Work item: Set every record down again, exactly and completely.

Point-per-instance localization data
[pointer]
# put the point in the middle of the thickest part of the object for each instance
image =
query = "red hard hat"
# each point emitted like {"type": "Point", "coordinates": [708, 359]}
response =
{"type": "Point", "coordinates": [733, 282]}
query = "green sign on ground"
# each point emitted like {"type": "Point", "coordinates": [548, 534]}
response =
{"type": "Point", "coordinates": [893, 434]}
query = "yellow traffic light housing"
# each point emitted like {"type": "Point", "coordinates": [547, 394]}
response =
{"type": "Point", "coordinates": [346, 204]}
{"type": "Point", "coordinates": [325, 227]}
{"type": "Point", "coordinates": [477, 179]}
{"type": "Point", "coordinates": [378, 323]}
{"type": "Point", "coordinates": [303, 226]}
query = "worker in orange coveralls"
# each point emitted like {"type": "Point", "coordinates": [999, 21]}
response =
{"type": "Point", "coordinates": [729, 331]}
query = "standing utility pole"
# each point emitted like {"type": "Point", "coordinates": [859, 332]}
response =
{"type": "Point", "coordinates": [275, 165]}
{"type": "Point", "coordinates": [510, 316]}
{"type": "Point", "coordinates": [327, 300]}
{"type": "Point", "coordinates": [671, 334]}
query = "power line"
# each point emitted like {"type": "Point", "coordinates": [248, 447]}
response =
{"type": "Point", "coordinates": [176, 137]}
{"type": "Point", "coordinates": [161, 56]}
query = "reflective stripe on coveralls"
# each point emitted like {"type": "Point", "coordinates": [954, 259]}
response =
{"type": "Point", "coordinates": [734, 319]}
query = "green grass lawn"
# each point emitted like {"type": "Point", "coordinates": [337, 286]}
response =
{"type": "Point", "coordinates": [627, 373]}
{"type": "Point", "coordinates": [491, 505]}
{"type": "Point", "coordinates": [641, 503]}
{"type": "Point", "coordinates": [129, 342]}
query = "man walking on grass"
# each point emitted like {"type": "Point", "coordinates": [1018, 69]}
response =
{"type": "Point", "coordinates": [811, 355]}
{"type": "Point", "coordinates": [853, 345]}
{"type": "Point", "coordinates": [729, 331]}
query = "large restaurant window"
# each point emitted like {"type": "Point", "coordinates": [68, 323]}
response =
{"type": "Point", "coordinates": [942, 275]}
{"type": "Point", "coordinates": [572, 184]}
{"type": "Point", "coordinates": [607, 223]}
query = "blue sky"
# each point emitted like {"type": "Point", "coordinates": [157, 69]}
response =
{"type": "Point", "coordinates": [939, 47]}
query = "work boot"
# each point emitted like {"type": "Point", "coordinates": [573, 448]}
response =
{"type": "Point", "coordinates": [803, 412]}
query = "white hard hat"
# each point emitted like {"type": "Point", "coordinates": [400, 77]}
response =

Task response:
[pointer]
# put the point in the middle of the thickest part of the object for each instance
image =
query = "red hard hat"
# each point emitted like {"type": "Point", "coordinates": [708, 359]}
response =
{"type": "Point", "coordinates": [733, 282]}
query = "green sign on ground"
# each point emitted like {"type": "Point", "coordinates": [548, 534]}
response =
{"type": "Point", "coordinates": [893, 434]}
query = "yellow traffic light housing"
# each point emitted like {"type": "Point", "coordinates": [547, 394]}
response =
{"type": "Point", "coordinates": [346, 204]}
{"type": "Point", "coordinates": [325, 227]}
{"type": "Point", "coordinates": [477, 179]}
{"type": "Point", "coordinates": [378, 323]}
{"type": "Point", "coordinates": [303, 226]}
query = "worker in orange coveralls"
# each point emitted like {"type": "Point", "coordinates": [999, 21]}
response =
{"type": "Point", "coordinates": [729, 331]}
query = "standing utility pole"
# each point emitted like {"type": "Point", "coordinates": [859, 332]}
response =
{"type": "Point", "coordinates": [275, 165]}
{"type": "Point", "coordinates": [510, 316]}
{"type": "Point", "coordinates": [327, 300]}
{"type": "Point", "coordinates": [671, 334]}
query = "power line"
# each point emitted like {"type": "Point", "coordinates": [248, 447]}
response =
{"type": "Point", "coordinates": [176, 137]}
{"type": "Point", "coordinates": [161, 56]}
query = "reflective stripe on coveralls"
# each point emitted like {"type": "Point", "coordinates": [954, 259]}
response =
{"type": "Point", "coordinates": [734, 319]}
query = "green grass lawn"
# each point emitted like {"type": "Point", "coordinates": [337, 286]}
response =
{"type": "Point", "coordinates": [627, 373]}
{"type": "Point", "coordinates": [491, 505]}
{"type": "Point", "coordinates": [641, 503]}
{"type": "Point", "coordinates": [129, 342]}
query = "man walking on grass"
# each point emitted like {"type": "Point", "coordinates": [1018, 69]}
response =
{"type": "Point", "coordinates": [811, 355]}
{"type": "Point", "coordinates": [853, 345]}
{"type": "Point", "coordinates": [729, 331]}
query = "large restaurant window"
# each point emitted like {"type": "Point", "coordinates": [68, 323]}
response =
{"type": "Point", "coordinates": [942, 275]}
{"type": "Point", "coordinates": [572, 184]}
{"type": "Point", "coordinates": [607, 223]}
query = "blue sky"
# each point emitted like {"type": "Point", "coordinates": [157, 69]}
response =
{"type": "Point", "coordinates": [939, 47]}
query = "work boot"
# each point emitted like {"type": "Point", "coordinates": [573, 448]}
response =
{"type": "Point", "coordinates": [803, 412]}
query = "white hard hat"
# each point emitted like {"type": "Point", "coordinates": [400, 77]}
response =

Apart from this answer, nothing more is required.